Start of PROVIDED ENTRIES

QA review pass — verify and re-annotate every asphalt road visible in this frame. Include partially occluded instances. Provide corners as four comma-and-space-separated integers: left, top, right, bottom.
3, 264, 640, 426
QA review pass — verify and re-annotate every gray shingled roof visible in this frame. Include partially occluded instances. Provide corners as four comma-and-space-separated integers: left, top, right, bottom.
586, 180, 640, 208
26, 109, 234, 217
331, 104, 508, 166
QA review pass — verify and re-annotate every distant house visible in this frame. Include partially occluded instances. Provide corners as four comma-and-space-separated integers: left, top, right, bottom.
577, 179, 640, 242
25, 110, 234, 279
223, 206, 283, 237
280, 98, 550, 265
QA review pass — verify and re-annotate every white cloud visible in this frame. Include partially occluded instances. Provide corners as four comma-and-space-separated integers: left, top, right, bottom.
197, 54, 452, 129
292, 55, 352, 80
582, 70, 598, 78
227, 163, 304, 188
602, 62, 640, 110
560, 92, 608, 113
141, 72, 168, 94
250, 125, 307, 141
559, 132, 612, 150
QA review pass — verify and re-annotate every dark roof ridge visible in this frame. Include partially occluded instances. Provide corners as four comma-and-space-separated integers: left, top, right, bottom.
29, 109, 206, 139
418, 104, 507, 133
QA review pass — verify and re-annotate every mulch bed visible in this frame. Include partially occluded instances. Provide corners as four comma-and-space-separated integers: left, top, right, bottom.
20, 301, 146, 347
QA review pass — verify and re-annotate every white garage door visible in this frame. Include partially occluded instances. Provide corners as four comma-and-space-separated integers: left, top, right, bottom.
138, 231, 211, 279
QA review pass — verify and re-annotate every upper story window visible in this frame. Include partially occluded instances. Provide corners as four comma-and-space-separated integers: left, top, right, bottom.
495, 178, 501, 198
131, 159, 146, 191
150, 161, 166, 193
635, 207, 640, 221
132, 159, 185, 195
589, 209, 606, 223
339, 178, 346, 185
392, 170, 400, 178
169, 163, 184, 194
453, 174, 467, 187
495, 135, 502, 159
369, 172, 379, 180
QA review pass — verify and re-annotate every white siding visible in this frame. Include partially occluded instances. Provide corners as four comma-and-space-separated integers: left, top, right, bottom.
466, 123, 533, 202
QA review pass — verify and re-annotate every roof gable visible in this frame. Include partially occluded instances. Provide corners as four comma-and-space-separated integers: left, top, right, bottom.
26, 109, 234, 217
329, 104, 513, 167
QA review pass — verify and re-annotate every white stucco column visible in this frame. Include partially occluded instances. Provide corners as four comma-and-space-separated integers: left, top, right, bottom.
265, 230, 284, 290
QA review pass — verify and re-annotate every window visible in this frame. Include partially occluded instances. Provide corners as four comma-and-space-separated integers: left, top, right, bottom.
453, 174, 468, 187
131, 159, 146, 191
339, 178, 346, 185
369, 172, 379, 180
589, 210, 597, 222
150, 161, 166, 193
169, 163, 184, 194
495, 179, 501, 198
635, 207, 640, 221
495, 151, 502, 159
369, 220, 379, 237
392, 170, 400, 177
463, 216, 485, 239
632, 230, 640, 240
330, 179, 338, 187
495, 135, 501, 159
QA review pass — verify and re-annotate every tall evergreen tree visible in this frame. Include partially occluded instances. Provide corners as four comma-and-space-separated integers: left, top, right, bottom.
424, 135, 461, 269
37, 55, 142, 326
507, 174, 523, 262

End of PROVIDED ENTRIES

## ASSIGNMENT
The full listing needs to be transcribed exactly.

## RESPONSE AREA
QA review pass — verify and re-annotate every asphalt road visible in this frame. Include partially occluded instances. Provide corners as four comma-and-space-separated integers: left, top, right, bottom.
3, 264, 640, 426
QA review pass — verify and re-annotate every gray shingled roof visible in this frame. Include partially occluded instances. Provide corners as four comma-and-space-separated integers: left, top, right, bottom.
586, 180, 640, 208
26, 109, 234, 217
331, 104, 508, 166
QA review pass — verify and re-annotate every distant house visible in this frame. Include partially occluded instances. Provide corners as four comma-and-space-separated integers: left, top, right, bottom.
577, 179, 640, 242
25, 110, 234, 279
223, 206, 283, 237
280, 98, 550, 265
QA review pass — verify and re-annotate every white cloud visible in this frame. Include partially occluded instances. Provide corners as four comma-and-space-separated integers: left, top, right, bottom.
197, 54, 452, 129
292, 55, 352, 80
582, 70, 598, 78
227, 163, 304, 188
602, 62, 640, 110
560, 92, 608, 113
141, 72, 168, 94
250, 125, 307, 141
559, 132, 612, 150
QA review pass — verify and re-annotate every dark roof ridge visible in this frame. Include partially occluded instances. Provide corners as four comma-and-space-separated integers: left, top, right, bottom.
29, 109, 206, 139
418, 104, 507, 133
QA review pass — verify and re-annotate every mulch bed visible in this frame. Include partially occluded instances. Provide corners as four comma-and-space-separated integers: left, top, right, bottom.
20, 301, 146, 347
QA review pass — verify and re-annotate every white garage door visible in this frame. Include partially occluded instances. Provide corners as four comma-and-space-separated integers: left, top, right, bottom.
138, 231, 211, 279
QA review pass — verify and re-annotate every upper story window visible in this frame. Include partially occluded instances. Provide corners as four comma-and-space-separated integers: left, top, right, bottom.
495, 178, 501, 198
131, 159, 146, 191
150, 161, 166, 193
635, 207, 640, 221
132, 159, 185, 195
589, 209, 606, 223
339, 178, 346, 185
392, 170, 400, 178
169, 163, 184, 194
453, 174, 467, 187
495, 135, 502, 159
369, 172, 379, 180
QA review pass — verify and re-annotate every white siding visible in this frame. Include partially occluded instances. Provide corners as four comma-and-space-separated integers: left, top, right, bottom.
466, 123, 533, 202
QA review pass — verify and re-annotate every roof gable visible in this frame. Include partially occluded instances. Provide corners as four comma-and-space-separated integers: left, top, right, bottom.
26, 109, 234, 217
329, 104, 513, 167
QA review pass — verify and re-annotate every white stucco column visible in this frame. Include partially occluded instances. Provide corners as four comma-and-space-separated integers: left, top, right, bottom.
265, 230, 284, 290
QA review pass — verify and re-annotate every window visible in this frame. Include partially occluded instances. Provide corners as four comma-and-space-separated integers: left, top, right, bottom.
453, 174, 468, 187
131, 159, 146, 191
339, 178, 346, 185
369, 172, 379, 180
589, 210, 597, 222
150, 161, 166, 193
169, 163, 184, 194
495, 179, 501, 198
635, 207, 640, 221
495, 151, 502, 159
369, 220, 379, 237
392, 170, 400, 177
463, 216, 485, 239
632, 230, 640, 240
330, 179, 338, 187
495, 135, 501, 159
QA review pass — verify and re-annotate every tall evergreen tree visible in this frame. Include partially occluded instances. Provide corners as four comma-and-space-separated integers: left, top, right, bottom.
424, 135, 461, 269
37, 55, 142, 326
507, 174, 523, 262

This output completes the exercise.